## TASK TO COMPLETE:
Pick out every line in the data below that contains the string "tail" and copy each one. Case counts, so match capital and lowercase letters exactly.

## MATERIAL:
— START —

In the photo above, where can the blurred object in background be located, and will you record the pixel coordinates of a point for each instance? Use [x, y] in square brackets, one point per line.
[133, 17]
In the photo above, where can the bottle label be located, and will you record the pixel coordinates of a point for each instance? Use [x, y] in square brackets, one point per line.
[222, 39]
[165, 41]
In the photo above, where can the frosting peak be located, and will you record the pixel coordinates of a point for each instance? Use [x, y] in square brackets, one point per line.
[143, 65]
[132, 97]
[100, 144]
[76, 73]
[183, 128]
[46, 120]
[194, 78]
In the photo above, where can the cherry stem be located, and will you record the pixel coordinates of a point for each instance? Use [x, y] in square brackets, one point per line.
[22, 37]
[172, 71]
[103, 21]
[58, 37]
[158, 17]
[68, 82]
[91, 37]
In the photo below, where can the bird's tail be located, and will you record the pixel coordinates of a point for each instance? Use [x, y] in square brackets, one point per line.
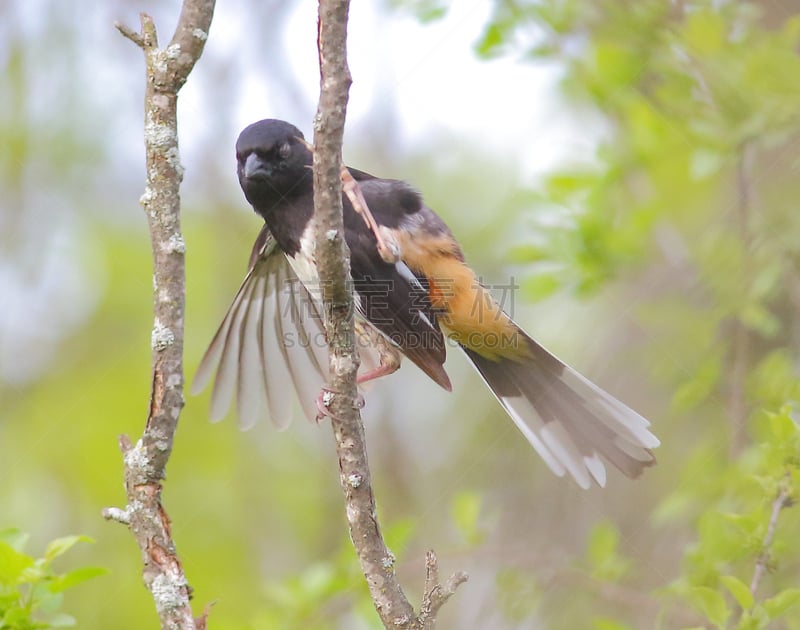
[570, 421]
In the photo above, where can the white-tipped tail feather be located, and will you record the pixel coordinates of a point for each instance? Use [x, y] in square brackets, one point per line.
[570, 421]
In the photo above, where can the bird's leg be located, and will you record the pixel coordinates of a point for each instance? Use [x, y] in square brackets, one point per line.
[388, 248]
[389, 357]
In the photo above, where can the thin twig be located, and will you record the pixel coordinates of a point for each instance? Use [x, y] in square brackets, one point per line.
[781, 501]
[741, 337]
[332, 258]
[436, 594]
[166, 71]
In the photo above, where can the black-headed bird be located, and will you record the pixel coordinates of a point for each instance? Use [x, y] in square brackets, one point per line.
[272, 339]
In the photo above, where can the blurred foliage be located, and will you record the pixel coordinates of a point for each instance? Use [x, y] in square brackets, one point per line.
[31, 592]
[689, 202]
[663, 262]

— END —
— START —

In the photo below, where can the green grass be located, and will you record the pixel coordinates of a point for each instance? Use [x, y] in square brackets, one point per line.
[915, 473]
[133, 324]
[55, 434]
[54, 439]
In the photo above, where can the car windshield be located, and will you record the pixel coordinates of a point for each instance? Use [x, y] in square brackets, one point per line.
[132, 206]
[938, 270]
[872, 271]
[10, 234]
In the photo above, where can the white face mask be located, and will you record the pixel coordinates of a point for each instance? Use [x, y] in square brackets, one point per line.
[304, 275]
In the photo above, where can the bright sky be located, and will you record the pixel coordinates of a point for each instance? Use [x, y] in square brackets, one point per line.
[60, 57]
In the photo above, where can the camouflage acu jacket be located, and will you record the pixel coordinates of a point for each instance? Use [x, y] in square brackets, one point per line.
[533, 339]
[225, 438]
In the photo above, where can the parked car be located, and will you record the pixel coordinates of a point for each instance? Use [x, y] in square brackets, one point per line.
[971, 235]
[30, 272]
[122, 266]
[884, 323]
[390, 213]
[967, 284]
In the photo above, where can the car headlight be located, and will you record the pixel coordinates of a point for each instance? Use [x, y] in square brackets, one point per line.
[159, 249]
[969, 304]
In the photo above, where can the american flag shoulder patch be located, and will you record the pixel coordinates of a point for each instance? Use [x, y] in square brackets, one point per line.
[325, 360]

— END —

## RESULT OF THIS EXERCISE:
In the photo below, where can the bird's tail be located, and will you record the pixel coordinates of a point for each instance? Use [x, y] in square brackets, one point per line.
In the photo above, where can the white-tipped tail feather be located, and will you record the pixel coordinates of a point for each instance? Use [x, y] in square brackets, one point per line.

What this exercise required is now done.